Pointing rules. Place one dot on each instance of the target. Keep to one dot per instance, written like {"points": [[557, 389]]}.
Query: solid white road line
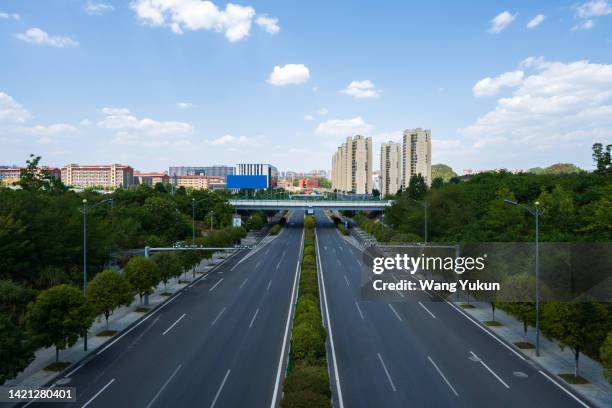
{"points": [[394, 312], [483, 329], [443, 377], [253, 319], [428, 311], [491, 371], [215, 285], [329, 329], [139, 323], [174, 324], [164, 386], [218, 316], [387, 372], [220, 388], [564, 389], [98, 393], [287, 327], [359, 310]]}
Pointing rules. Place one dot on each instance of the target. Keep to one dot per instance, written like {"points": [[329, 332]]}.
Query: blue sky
{"points": [[154, 83]]}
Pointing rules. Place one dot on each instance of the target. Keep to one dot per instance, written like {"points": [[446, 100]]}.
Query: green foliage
{"points": [[143, 275], [107, 291], [605, 354], [442, 171], [57, 317]]}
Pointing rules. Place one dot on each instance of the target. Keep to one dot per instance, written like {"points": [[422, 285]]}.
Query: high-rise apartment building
{"points": [[416, 155], [352, 166], [390, 168], [105, 176]]}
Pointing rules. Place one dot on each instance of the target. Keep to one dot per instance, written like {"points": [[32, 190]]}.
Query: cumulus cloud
{"points": [[491, 86], [555, 104], [179, 15], [131, 130], [501, 21], [185, 105], [234, 141], [11, 111], [9, 16], [269, 24], [289, 74], [361, 89], [38, 36], [97, 8], [536, 21], [343, 127]]}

□ □ □ □

■ **REQUIREMENT**
Could you transcribe the records above exactly, leaving out any pictures?

■ **WRITTEN SOLUTION**
Pointing rules. Place one dot on each instance of the target. Keep to one dot per instance, written like {"points": [[557, 389]]}.
Query: solid white road line
{"points": [[394, 312], [483, 329], [443, 377], [253, 319], [428, 311], [491, 371], [215, 285], [329, 329], [139, 323], [174, 324], [164, 386], [218, 316], [387, 372], [220, 388], [564, 389], [98, 393], [287, 327], [359, 310]]}
Pointing rules. Place one dot on each instance of the target. Keep to one dot per instance, written like {"points": [[329, 332]]}.
Query: blue sky
{"points": [[154, 83]]}
Pointing rules. Place one dot on each instance of the target. Keep to one dot per instance, written like {"points": [[446, 100]]}.
Query: green foliage
{"points": [[143, 275], [107, 291], [605, 354], [442, 171], [57, 317]]}
Pointing rules. Place one dot on each instance of the target. Keep to one dot per instance, written like {"points": [[422, 285]]}.
Query: high-rise apartment building
{"points": [[416, 155], [352, 166], [390, 168], [105, 176]]}
Pointing rules. Place one dot on each instance of the target. Keep to one dot per instance, written like {"points": [[32, 190]]}.
Query: cumulus cloud
{"points": [[491, 86], [555, 104], [179, 15], [131, 130], [501, 21], [185, 105], [234, 141], [11, 111], [9, 16], [269, 24], [289, 74], [361, 89], [38, 36], [97, 8], [536, 21], [343, 127]]}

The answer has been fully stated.